▶ **DATA IN THIS EXERCISE**
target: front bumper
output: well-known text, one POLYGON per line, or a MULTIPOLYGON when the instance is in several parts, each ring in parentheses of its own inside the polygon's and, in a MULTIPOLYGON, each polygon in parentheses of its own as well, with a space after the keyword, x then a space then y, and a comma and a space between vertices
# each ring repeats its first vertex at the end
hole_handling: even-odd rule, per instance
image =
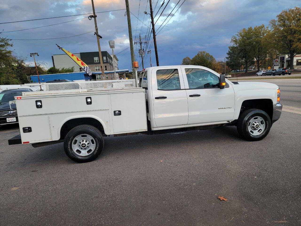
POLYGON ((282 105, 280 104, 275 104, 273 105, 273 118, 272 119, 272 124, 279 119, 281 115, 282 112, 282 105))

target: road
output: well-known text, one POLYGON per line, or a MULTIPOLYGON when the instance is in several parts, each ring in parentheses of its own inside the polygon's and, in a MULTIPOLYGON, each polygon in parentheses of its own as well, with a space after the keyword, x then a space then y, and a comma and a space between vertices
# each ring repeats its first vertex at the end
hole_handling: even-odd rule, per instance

...

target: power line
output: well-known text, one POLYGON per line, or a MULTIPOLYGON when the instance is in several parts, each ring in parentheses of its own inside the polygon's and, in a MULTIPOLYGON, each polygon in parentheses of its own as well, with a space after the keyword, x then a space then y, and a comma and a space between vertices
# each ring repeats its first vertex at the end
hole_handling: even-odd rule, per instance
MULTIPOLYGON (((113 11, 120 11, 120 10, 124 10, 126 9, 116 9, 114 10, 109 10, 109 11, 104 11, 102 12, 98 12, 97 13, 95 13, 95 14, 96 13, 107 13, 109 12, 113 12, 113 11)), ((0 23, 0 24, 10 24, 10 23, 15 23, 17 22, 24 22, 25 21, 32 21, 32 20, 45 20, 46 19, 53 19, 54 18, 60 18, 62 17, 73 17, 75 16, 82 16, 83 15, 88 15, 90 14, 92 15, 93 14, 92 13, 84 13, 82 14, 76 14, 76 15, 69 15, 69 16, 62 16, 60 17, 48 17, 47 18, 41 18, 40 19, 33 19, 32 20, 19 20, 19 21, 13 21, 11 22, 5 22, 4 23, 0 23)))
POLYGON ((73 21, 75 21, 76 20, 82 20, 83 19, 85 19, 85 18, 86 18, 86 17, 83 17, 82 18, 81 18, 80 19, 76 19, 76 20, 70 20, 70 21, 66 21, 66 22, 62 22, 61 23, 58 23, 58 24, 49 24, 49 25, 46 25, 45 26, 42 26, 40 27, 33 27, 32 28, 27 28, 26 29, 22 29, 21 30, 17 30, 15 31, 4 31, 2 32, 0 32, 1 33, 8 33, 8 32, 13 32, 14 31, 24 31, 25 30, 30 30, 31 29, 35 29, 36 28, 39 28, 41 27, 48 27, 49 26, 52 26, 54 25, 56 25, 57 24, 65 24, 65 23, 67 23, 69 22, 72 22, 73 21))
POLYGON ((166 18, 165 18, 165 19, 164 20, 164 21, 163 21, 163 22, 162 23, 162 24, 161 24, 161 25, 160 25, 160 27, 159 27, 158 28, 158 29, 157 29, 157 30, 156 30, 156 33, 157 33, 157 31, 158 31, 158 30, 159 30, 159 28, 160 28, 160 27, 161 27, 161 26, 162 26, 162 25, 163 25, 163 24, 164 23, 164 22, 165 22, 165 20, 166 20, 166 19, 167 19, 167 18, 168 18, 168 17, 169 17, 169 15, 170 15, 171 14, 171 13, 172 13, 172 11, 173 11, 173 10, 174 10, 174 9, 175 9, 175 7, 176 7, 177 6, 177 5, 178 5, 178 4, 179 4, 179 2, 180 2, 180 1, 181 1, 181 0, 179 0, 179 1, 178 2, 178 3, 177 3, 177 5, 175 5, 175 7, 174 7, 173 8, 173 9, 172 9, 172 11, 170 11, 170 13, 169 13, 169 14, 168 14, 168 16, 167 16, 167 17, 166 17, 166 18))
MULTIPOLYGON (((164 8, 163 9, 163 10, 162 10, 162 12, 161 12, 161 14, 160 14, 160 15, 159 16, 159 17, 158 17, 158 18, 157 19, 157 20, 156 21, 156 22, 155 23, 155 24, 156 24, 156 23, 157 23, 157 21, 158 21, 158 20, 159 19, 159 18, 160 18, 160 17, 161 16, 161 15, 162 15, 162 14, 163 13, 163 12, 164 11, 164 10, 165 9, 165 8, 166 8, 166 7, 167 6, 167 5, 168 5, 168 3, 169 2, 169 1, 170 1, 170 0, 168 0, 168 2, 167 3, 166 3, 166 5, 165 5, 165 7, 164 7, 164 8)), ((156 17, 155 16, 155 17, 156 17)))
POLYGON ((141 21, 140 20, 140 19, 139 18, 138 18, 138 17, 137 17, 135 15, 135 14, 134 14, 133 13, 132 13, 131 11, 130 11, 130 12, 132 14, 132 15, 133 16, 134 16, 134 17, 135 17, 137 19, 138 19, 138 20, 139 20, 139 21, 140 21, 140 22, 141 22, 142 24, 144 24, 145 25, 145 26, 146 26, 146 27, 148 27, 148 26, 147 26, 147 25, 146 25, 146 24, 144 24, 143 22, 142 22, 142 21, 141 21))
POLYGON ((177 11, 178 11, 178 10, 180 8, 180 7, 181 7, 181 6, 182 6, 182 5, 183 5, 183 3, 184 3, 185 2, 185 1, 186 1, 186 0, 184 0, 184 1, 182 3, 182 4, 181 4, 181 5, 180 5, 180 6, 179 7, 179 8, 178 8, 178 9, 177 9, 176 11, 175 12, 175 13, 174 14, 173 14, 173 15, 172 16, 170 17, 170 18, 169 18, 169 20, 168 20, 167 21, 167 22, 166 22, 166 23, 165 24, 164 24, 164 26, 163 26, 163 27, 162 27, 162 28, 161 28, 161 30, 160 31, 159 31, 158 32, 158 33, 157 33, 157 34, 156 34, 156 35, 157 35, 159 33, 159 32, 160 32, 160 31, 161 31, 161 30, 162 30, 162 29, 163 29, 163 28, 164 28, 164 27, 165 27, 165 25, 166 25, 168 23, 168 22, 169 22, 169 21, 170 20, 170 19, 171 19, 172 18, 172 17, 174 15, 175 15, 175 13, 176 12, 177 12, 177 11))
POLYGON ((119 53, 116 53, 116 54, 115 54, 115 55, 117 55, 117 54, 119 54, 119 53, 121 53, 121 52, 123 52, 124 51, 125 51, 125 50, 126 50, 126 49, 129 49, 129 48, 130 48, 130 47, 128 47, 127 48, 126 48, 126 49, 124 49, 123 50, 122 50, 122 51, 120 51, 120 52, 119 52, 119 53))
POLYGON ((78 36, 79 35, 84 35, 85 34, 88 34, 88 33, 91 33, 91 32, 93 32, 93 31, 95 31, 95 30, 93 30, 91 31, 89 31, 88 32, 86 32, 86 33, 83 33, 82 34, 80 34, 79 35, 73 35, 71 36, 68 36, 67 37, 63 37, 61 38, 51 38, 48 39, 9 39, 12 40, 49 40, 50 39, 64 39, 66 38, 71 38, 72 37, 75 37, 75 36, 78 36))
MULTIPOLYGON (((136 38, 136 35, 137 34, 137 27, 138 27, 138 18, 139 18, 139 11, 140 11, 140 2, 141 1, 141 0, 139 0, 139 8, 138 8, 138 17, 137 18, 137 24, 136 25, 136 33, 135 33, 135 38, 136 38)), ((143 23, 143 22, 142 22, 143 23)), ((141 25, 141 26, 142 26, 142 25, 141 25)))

▶ **PROBLEM STATEMENT**
Copy out the part of the records that opens with the line containing "target: front bumper" and closes with the line containing "POLYGON ((282 105, 280", keeping every character unchanged and including both of those lines. Leave the pictures out of your copy.

▶ **ANSWER FOR THIS EXERCISE**
target: front bumper
output: well-known text, one POLYGON per line, or a MULTIPOLYGON when the instance is in several parts, each ring in parentheses of its own inside the polygon's and, in a MULTIPOLYGON, each polygon in parentheses of its own as well, with a space after the keyword, x then a space then y, and a comma and a space between vertices
# each ring repeats its first vertex at the end
hole_handling: even-odd rule, per instance
image =
POLYGON ((282 105, 280 104, 275 104, 273 105, 273 118, 272 119, 272 124, 279 119, 281 115, 282 112, 282 105))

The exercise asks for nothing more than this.